■ Work required
What follows is a block of records; reproduce all of it verbatim.

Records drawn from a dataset
*-*-*
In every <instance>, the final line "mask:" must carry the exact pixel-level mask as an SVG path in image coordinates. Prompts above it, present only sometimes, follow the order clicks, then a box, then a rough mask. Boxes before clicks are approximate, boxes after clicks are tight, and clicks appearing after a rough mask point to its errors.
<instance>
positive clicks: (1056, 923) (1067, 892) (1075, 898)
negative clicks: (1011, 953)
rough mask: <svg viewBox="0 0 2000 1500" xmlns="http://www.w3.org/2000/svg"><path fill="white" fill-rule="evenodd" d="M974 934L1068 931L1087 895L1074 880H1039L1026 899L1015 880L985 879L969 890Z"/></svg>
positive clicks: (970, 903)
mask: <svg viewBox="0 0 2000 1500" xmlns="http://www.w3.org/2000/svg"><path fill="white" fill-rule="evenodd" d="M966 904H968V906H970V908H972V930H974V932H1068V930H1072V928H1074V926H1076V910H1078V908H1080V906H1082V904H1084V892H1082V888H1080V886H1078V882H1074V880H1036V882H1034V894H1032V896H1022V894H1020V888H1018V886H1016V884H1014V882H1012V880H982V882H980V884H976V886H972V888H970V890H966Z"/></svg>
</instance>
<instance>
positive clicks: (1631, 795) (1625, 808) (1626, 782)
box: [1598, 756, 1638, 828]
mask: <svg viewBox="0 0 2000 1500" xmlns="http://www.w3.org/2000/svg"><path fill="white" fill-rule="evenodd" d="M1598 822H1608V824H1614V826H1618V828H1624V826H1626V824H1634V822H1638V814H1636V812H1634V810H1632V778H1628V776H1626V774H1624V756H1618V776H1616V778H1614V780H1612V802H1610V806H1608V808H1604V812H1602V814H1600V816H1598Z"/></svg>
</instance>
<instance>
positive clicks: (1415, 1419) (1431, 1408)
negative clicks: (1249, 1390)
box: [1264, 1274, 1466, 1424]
*-*-*
■ Exercise result
In every <instance>, the final line "mask:" must carry the exact pixel-level mask as an SVG path in image coordinates. Prompts above it, present only sometimes, follow the order clicks, then a box, then a rough mask. Boxes before clicks are approximate, boxes after clicks are tight, and clicks appearing after a rough mask point to its errors.
<instance>
positive clicks: (1056, 923) (1067, 892) (1075, 898)
negative clicks: (1011, 953)
rough mask: <svg viewBox="0 0 2000 1500" xmlns="http://www.w3.org/2000/svg"><path fill="white" fill-rule="evenodd" d="M974 934L1068 931L1087 895L1074 880H1039L1026 899L1015 880L985 879L969 890Z"/></svg>
positive clicks: (970, 903)
mask: <svg viewBox="0 0 2000 1500" xmlns="http://www.w3.org/2000/svg"><path fill="white" fill-rule="evenodd" d="M966 904H968V906H970V908H972V930H974V932H1068V930H1072V928H1074V926H1076V910H1078V908H1080V906H1082V904H1084V892H1082V888H1080V886H1078V882H1074V880H1036V882H1034V894H1032V896H1022V894H1020V888H1018V886H1016V884H1014V882H1012V880H982V882H980V884H976V886H972V888H970V890H966Z"/></svg>
</instance>
<instance>
positive clicks: (1631, 795) (1625, 808) (1626, 782)
box: [1598, 756, 1638, 828]
mask: <svg viewBox="0 0 2000 1500" xmlns="http://www.w3.org/2000/svg"><path fill="white" fill-rule="evenodd" d="M1598 822H1608V824H1614V826H1618V828H1624V826H1626V824H1634V822H1638V814H1636V812H1634V810H1632V778H1628V776H1626V774H1624V756H1618V776H1616V778H1614V780H1612V802H1610V806H1608V808H1604V812H1602V814H1600V816H1598Z"/></svg>
</instance>
<instance>
positive clicks: (1415, 1419) (1431, 1408)
negative clicks: (1249, 1390)
box: [1264, 1274, 1466, 1424]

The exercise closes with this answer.